With WaveCoder and CodeOcean, Microsoft shows how generative AI can be used to get better training data.
Microsoft researchers have unveiled WaveCoder, a new programming language model that aims to outperform models of similar size with fewer training examples. The team has also developed CodeOcean, a curated dataset of 20,000 different code examples, to improve the fine-tuning of foundation models for programming applications.
According to the researchers, one of the biggest challenges in creating smaller, more efficient models for programming languages is balancing the size of the training dataset with the performance of the model. The CodeOcean dataset aims to overcome this challenge by providing maximum diversity in a limited number of examples. CodeOcean is based on CodeSearchNet, a massive code dataset with 2 million pairs of comments and code, which the team has reduced to a smaller but still diverse subset using embeddings and a BERT-based model.
CodeOcean uses a generator-discriminator framework for high-quality training data
To create training examples containing code and instructions, the researchers then used a generator discriminator framework to create instructions based on the raw code examples. First, GPT-4 was used to define tasks within specific scenario contexts. These tasks were then combined with an instruction and passed to GPT-3.5 to generate similar instructions for further examples. In this way, the team automatically generates a large amount of training data containing instructions and code, such as code tasks with natural language descriptions and solutions.
The data is then sent back to GPT-4, where it is evaluated according to defined criteria. Good examples are transferred to a sample database, which serves as a template for generating further training data. Through this iterative process, the team generated 20,000 high-quality examples covering four different categories of code tasks: code generation, code summarization, translation into another programming language, and code repair.

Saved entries
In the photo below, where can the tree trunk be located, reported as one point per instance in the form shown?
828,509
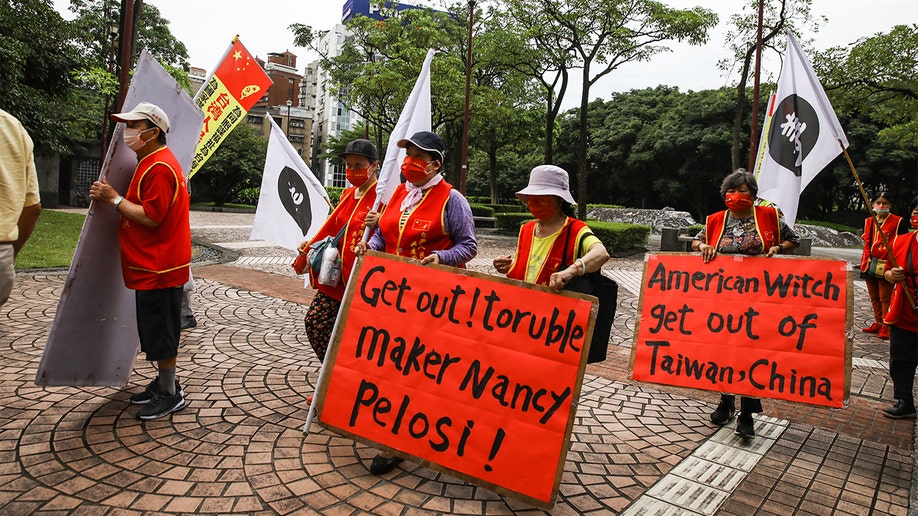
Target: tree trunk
492,174
582,165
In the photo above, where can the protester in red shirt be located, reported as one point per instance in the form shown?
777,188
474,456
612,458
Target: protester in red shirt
902,320
155,237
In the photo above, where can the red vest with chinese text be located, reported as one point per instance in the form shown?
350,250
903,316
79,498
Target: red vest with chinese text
557,255
351,212
424,231
157,258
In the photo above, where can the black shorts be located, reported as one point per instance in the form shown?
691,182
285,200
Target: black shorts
159,315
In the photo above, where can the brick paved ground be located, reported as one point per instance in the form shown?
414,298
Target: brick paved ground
247,367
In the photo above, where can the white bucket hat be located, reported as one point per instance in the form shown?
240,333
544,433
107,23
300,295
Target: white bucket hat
547,180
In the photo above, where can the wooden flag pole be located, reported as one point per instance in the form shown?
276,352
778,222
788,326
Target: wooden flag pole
873,215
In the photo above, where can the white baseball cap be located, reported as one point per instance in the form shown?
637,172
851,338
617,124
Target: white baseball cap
145,111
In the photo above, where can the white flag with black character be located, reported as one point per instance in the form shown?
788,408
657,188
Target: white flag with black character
804,137
292,204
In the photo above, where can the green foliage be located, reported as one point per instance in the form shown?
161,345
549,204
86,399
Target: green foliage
334,194
248,196
831,225
235,166
693,229
480,210
655,147
511,222
37,63
53,242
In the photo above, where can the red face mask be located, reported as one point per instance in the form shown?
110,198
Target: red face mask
357,176
541,206
738,201
414,169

● QUESTIONS:
1. According to the WaveCoder article, how many pairs of comments and code does CodeSearchNet contain?
2. In the WaveCoder article, copy out the stretch from "Microsoft researchers have" through "for programming applications.".
These records come from a separate source, not from the WaveCoder article.

● TASK-BY-TASK RESULTS:
1. 2 million

2.
Microsoft researchers have unveiled WaveCoder, a new programming language model that aims to outperform models of similar size with fewer training examples. The team has also developed CodeOcean, a curated dataset of 20,000 different code examples, to improve the fine-tuning of foundation models for programming applications.